::: Data
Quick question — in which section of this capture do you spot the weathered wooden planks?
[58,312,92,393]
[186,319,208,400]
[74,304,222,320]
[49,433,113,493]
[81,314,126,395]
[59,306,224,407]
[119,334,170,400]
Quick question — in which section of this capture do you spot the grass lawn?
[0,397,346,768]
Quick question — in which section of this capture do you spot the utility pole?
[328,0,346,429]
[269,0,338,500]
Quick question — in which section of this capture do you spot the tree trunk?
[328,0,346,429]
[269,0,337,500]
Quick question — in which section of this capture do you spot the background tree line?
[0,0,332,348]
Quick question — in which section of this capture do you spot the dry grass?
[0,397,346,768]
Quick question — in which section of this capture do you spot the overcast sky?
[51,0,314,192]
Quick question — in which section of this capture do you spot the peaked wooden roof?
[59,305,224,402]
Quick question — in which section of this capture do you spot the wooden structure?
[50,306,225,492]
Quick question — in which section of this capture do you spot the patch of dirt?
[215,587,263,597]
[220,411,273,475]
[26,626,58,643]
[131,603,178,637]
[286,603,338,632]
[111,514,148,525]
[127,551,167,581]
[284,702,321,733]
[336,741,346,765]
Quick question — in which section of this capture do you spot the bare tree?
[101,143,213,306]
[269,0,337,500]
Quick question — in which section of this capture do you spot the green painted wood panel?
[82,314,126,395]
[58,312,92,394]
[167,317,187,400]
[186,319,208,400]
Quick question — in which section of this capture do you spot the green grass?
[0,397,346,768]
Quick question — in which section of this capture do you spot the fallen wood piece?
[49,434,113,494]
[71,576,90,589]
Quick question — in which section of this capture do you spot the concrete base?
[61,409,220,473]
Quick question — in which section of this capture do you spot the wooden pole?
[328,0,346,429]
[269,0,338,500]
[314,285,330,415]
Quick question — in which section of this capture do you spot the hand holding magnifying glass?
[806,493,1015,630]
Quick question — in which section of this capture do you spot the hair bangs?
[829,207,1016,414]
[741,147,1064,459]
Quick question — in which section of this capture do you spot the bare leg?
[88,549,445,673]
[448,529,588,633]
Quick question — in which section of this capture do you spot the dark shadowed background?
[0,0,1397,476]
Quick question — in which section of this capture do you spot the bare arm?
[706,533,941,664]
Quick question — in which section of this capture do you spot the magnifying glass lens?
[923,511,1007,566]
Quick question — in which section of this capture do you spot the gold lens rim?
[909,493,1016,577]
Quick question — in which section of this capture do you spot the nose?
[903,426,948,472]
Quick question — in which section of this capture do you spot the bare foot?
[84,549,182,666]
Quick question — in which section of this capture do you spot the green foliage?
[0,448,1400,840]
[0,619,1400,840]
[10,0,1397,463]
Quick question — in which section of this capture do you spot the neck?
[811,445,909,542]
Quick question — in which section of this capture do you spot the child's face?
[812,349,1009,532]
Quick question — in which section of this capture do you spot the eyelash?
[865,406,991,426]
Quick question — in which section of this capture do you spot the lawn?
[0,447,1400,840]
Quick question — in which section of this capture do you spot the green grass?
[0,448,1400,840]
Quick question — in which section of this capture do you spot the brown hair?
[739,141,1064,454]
::::::
Please copy the lines of the material above exactly, from the line holding "the concrete base?" through the end of the material, inclusive.

Task output:
Quick question — in which section of this capture do you spot the concrete base?
[61,409,220,473]
Quick question — in which section of this capture do you spot the wooden pole?
[328,0,346,429]
[269,0,338,500]
[314,285,330,415]
Quick question — in which section of this capture do you spot the hand holding magnifying glass?
[806,493,1015,630]
Quick question — in which section of this capture do you spot the hair bangs?
[829,207,1016,414]
[741,147,1064,459]
Quick question — in which section of this capture do you spot the bare leg?
[88,549,445,673]
[448,529,588,633]
Quick question — in which section of this capture do you spot the dark shadowed background?
[0,0,1397,476]
Quick question — in which section of this capture do you spot the bare arm?
[706,533,941,664]
Quick question — in which section of this capture do you spot the magnifying glass lens?
[923,511,1007,566]
Quick question — in which section of this capture do you spot the gold lens rim?
[909,493,1016,577]
Quick question — in which section of this capture do you spot the nose?
[903,426,948,472]
Quick question — in which section of this capture do you spot the bare foot?
[84,549,182,666]
Quick question — in which section of this capture do you spot the green foliage?
[0,448,1400,840]
[0,619,1400,840]
[10,0,1397,463]
Quick question — in which section of this capture do you spot the neck?
[811,445,909,542]
Quick question — in which section of this capture do you spot the child's face?
[812,349,1009,532]
Quick question — in which section of this capture do you spot the eyelash?
[865,406,991,426]
Quick question — in which section of this capture do you spot the lawn?
[0,447,1400,840]
Quick question — in which section of this capture do you spot the green grass?
[0,448,1400,840]
Quick question — in which section of this capture do you spot the brown hair?
[739,141,1064,454]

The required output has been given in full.